> Metin bölümü:
○ ○ ○ ○

Bu ne şımarıklık?

Bu ne aymazlık?
Bu ne kendini bilmezlik?
Bu ne hadsizlik?
Bu nasıl bir aile terbiyesi?
Bu nasıl bir okul disiplini?
Bu nasıl bir öğrencilik?
Bu nasıl bir öğretmenlik?
Nerede öğretmene saygınlık?
Nerede terbiyeli öğrencilik?
Bu nasıl bir eğitim?
Bu nasıl bir öğretim?
Disiplinin olmadığı yerde eğitim olmaz.
Eğitimin olmadığı yerde bilgi verilemez, bilgi alınamaz.
Öğrenilmez.
Adam olunmaz.
Adam olacak çocuk küçüklüğünden ve gençliğinden belli olur.
Ama nerdeeee!
Akran zorbalığı dersen var.
Serkeşlik (başıboşluk) dersen var.
Aile terbiyesini çocuklarda göremiyoruz.
Gençlerimizde saygınlığın olmadığına şahitlik ediyoruz.
İlkokul çocukları tv.ler de gördüğü akran zorbalığını kendi arkadaşlarına uyguluyorlar.
O kadar küçük yaşlara inmiş darp etme.
Bunu marifet sanıyor çocuklar.
Kızlar ortaokul da sigara içiyorlar.
Liseye geldiklerinde bilmedikleri, görmedikleri, konuşmadıkları ve hatta özenerek yapmadıkları, uygulamadıkları hiçbir şey kalmamış durumda.
Özellikle liseli gençliğe dikkat edilmesi şart.
Bir jinekoloğun anlattıkları tüyler ürpertici.
Hani, dünyada birinciliği ele geçirdiğimiz şu malûm Türk dizileri var ya...
İşte onlardan görüp uygulanan nahoş sahneler...
Kılık kıyafetler...
Konuşma edepleri...
Davranış biçimleri...
Türk İslam kültür değerleri ile örf ve adetler ile gelenek ve görenekler rafa kalkmış.
Cep telefonlarında bulunan genç ve körpe dimağları zehirleyen filimler, görüntüler gençliğimizi felakete sürüklüyor.
Özendiriyor.
Mıknatıs misali kendine çekiyor.
Çocuklarımız ve gençlerimiz aileden alması gereken terbiye ve ilk eğitimi alamayınca sokak terbiyesi ile yetişiyor.
Dini ve milli değerlerin ne olduğunu bilmeyen çocuk ve gençler elden çıkıyor.
Artık onlar için ev yatacak bir otel, yemek yiyecek bir lokanta konumuna geliyor.
Aile mefhumu telefonlar sayesinde ortadan kalkmak üzere.
Çünkü evde, özellikle çalışan anne ve babalar ancak yemekte bir araya gelebiliyorlar.

○ ○ ○ ○

> Veri bloğu:
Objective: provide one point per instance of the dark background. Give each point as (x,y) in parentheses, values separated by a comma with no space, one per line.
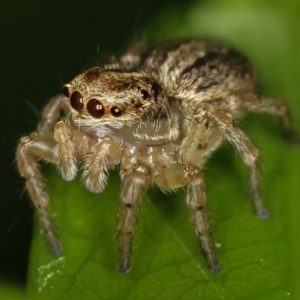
(43,45)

○ ○ ○ ○

> Yapılacak görevler:
A. Eğitim ve terbiye konulu metne göre disiplinin olmadığı yerde ne olmaz?
B. Eğitim ve terbiye konulu metnin "Konuşma edepleri..." sözleriyle başlayıp "terbiyesi ile yetişiyor." sözlerine kadar devam eden kısmını, "Mıknatıs" ifadesini "Girdap" ile değiştirerek yeniden yazın.
C. Eğitim ve terbiye konulu metindeki "Aile mefhumu telefonlar sayesinde ortadan kalkmak üzere." cümlesini İngilizceye çevirin.
Bu veriler başka bir kaynaktan alınmıştır.

> Alıştırma cevapları:
A. Eğitim olmaz.

B.
Konuşma edepleri...
Davranış biçimleri...
Türk İslam kültür değerleri ile örf ve adetler ile gelenek ve görenekler rafa kalkmış.
Cep telefonlarında bulunan genç ve körpe dimağları zehirleyen filimler, görüntüler gençliğimizi felakete sürüklüyor.
Özendiriyor.
Girdap misali kendine çekiyor.
Çocuklarımız ve gençlerimiz aileden alması gereken terbiye ve ilk eğitimi alamayınca sokak terbiyesi ile yetişiyor.

C. The concept of family is on the verge of disappearing because of phones.